WORK REQUIRED
Only lines containing "purple" are wanted from the data below. Copy those lines.

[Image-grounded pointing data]
○ ○ ○ ○

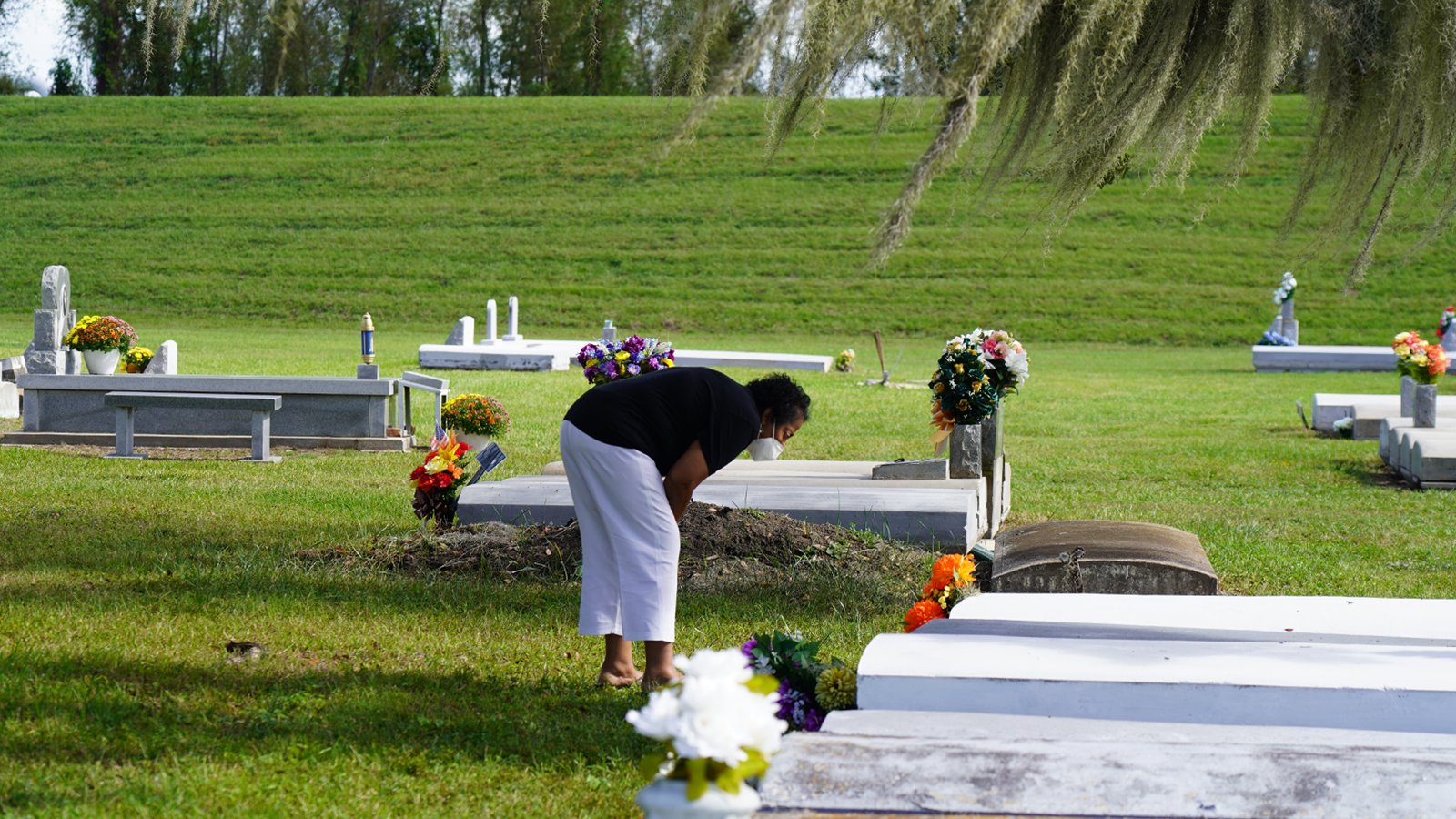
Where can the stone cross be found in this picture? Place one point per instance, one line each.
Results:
(490, 322)
(47, 351)
(165, 360)
(463, 332)
(511, 315)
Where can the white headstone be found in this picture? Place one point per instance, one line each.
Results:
(463, 332)
(56, 288)
(9, 399)
(165, 360)
(511, 315)
(490, 322)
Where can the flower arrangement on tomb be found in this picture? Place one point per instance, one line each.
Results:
(604, 360)
(717, 723)
(975, 372)
(137, 359)
(808, 687)
(1424, 361)
(101, 334)
(951, 579)
(475, 414)
(1286, 288)
(437, 481)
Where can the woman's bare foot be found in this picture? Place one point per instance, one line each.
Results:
(618, 680)
(654, 681)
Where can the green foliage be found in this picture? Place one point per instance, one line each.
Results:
(1082, 85)
(310, 212)
(448, 694)
(65, 80)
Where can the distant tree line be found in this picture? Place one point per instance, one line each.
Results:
(386, 47)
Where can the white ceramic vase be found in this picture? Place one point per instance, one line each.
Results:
(667, 799)
(101, 361)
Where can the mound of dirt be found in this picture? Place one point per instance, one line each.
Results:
(717, 542)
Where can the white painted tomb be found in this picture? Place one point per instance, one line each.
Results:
(1366, 410)
(1322, 359)
(943, 513)
(513, 351)
(989, 763)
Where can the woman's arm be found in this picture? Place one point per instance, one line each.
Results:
(684, 475)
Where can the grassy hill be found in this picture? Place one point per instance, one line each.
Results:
(308, 212)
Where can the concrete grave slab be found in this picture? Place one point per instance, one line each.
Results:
(1404, 442)
(995, 763)
(1330, 407)
(1433, 462)
(9, 399)
(1390, 687)
(1370, 620)
(1103, 557)
(943, 516)
(555, 356)
(1322, 359)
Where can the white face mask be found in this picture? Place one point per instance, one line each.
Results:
(766, 450)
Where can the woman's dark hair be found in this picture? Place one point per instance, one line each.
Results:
(784, 398)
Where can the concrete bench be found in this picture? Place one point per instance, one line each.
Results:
(1433, 462)
(128, 402)
(1402, 443)
(411, 380)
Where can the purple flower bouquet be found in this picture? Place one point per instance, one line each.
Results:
(611, 360)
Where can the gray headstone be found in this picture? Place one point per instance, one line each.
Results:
(56, 288)
(48, 334)
(12, 368)
(463, 331)
(928, 470)
(1103, 557)
(511, 318)
(1423, 405)
(490, 322)
(9, 399)
(966, 450)
(165, 360)
(47, 361)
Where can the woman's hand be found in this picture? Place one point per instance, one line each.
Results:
(684, 475)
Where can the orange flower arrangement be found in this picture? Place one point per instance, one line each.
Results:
(922, 612)
(950, 577)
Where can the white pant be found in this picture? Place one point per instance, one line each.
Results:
(630, 540)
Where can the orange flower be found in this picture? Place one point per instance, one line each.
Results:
(953, 570)
(922, 612)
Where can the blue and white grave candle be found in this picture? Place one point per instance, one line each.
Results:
(368, 339)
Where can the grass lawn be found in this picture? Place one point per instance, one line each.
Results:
(255, 230)
(120, 581)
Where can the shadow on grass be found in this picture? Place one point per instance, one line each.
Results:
(89, 709)
(1369, 472)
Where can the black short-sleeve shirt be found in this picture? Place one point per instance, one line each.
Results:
(662, 414)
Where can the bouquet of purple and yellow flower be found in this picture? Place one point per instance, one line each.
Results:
(611, 360)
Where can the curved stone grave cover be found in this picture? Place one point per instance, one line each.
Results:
(1101, 557)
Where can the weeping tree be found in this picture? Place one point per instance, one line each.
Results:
(1084, 85)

○ ○ ○ ○

RESPONSE AREA
Where can the purple flower bouquet be found in this picture? Place one point per instance, one line each.
Where can the bouquet of purple and yellow flower be found in this picture? Place one point per instance, one line each.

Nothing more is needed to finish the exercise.